TASK GOAL
Apart from the pictures, please restate every entry below exactly.

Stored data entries
=== Begin Enclosure ===

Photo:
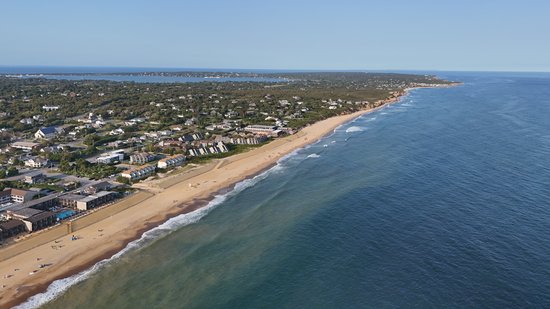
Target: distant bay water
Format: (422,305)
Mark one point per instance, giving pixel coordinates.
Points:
(441,200)
(138,75)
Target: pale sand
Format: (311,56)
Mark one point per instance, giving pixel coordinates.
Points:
(172,196)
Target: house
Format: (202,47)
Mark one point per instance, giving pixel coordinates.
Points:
(112,157)
(50,108)
(46,133)
(36,162)
(117,131)
(69,200)
(263,130)
(33,219)
(11,228)
(25,146)
(141,158)
(95,200)
(34,177)
(97,187)
(43,203)
(171,161)
(139,173)
(16,196)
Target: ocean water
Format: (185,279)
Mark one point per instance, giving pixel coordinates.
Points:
(440,200)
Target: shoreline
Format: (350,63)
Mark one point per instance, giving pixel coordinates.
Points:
(112,235)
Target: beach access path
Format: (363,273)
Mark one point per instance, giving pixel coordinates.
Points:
(21,276)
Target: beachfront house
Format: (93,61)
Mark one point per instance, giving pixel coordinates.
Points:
(25,146)
(171,161)
(112,157)
(139,173)
(46,133)
(33,219)
(10,228)
(36,162)
(141,158)
(10,195)
(34,177)
(263,130)
(95,200)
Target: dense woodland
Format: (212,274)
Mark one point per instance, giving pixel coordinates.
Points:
(299,99)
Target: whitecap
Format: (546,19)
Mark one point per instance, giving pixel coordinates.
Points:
(354,129)
(58,287)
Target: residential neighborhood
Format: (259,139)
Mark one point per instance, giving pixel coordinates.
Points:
(67,148)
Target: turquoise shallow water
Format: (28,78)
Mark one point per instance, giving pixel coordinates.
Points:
(441,200)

=== End Enclosure ===

ANSWER SPACE
Photo:
Target: distant bay water
Format: (422,305)
Mark one point per instance, giving pixel coordinates.
Points:
(441,200)
(138,75)
Target: pale sand
Format: (311,56)
Mark one point per instance, giving pixel coordinates.
Points:
(172,196)
Target: house
Format: (202,47)
Mark one point per instance, giving pixel coordinates.
Points:
(112,157)
(50,108)
(46,133)
(36,162)
(117,131)
(69,200)
(263,130)
(33,219)
(11,228)
(25,146)
(141,158)
(95,200)
(34,177)
(97,187)
(43,203)
(171,161)
(139,173)
(16,196)
Target: ocean water
Format: (185,279)
Mark one point per instance, giving pixel coordinates.
Points:
(440,200)
Target: shoreline
Format: (350,63)
Mark one point per instance, giving pixel coordinates.
Points:
(112,235)
Target: beach access path
Format: (363,273)
Mark one point per instance, giving pixel coordinates.
Points:
(21,276)
Target: beachfront house
Format: (93,61)
Mark one point per instance, giving pixel coordinates.
Points:
(25,146)
(171,161)
(112,157)
(139,173)
(46,133)
(33,219)
(10,228)
(36,162)
(141,158)
(10,195)
(34,177)
(263,130)
(95,200)
Target: dense woodland
Format: (212,274)
Mark one point per instance, giving pixel coordinates.
Points:
(299,99)
Target: whitecap
Format: (546,19)
Mark one point per instance, giving pixel coordinates.
Points:
(354,129)
(58,287)
Target: residential neighborhood
Format: (259,139)
Mark one point per instance, giving pixel coordinates.
Points:
(67,148)
Target: turquoise shallow water
Format: (28,78)
Mark one point per instance, giving pixel coordinates.
Points:
(441,200)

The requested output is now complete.